** Begin **

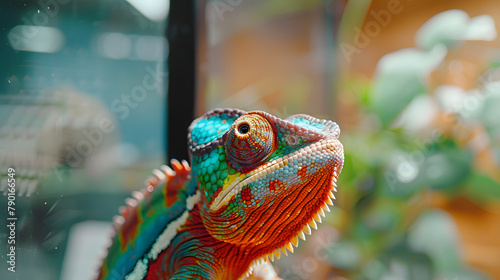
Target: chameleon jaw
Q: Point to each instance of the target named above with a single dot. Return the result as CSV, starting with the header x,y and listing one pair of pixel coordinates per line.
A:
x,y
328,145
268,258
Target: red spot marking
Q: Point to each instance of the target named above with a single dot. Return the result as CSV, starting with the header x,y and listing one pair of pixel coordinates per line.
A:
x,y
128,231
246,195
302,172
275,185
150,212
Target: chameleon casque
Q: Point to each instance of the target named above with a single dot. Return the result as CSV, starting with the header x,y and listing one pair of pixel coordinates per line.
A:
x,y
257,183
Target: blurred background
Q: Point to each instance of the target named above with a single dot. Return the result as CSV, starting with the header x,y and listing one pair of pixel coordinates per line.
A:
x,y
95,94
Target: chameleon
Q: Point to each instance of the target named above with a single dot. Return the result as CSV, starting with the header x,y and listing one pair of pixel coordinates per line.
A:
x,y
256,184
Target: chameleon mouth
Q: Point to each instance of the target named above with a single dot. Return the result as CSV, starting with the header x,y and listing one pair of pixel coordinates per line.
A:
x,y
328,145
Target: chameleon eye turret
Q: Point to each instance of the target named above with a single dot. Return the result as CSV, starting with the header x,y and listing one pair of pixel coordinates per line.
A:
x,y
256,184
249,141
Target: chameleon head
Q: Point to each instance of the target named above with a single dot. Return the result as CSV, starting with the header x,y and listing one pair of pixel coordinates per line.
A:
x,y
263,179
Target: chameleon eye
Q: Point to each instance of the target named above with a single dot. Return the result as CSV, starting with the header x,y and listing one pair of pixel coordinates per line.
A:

** End **

• _DIRECTIONS FOR THIS TASK_
Reproduce the listing from the line containing "Target: chameleon mouth" through its final line, inclusive, replacing every occurrence of "chameleon" with "lizard" and leaving all other text unchanged.

• _ANSWER FOR THIS EXERCISE_
Target: lizard mouth
Q: Point to each instance of the target named above with a single dot. Return the result as CSV, starting with the header x,y and listing one pair of pixel coordinates per line.
A:
x,y
328,145
Target: lizard eye turret
Q: Point to each instance of the target named above with a single dot. Return the result as CSV, starting with the header x,y and listing one pair of pixel coordinates per line.
A:
x,y
256,184
249,141
Target: lizard head
Q: Point to each instance of the target named above with a single dot. Return the result as CSV, starting with the header x,y and listing one pair of pixel coordinates per line.
A:
x,y
263,179
Target: lizard eye
Q: Point to each instance of the target named above with a single dot. Return the result as CSV, starting with the header x,y and listing one pair of pixel coordinates per line.
A:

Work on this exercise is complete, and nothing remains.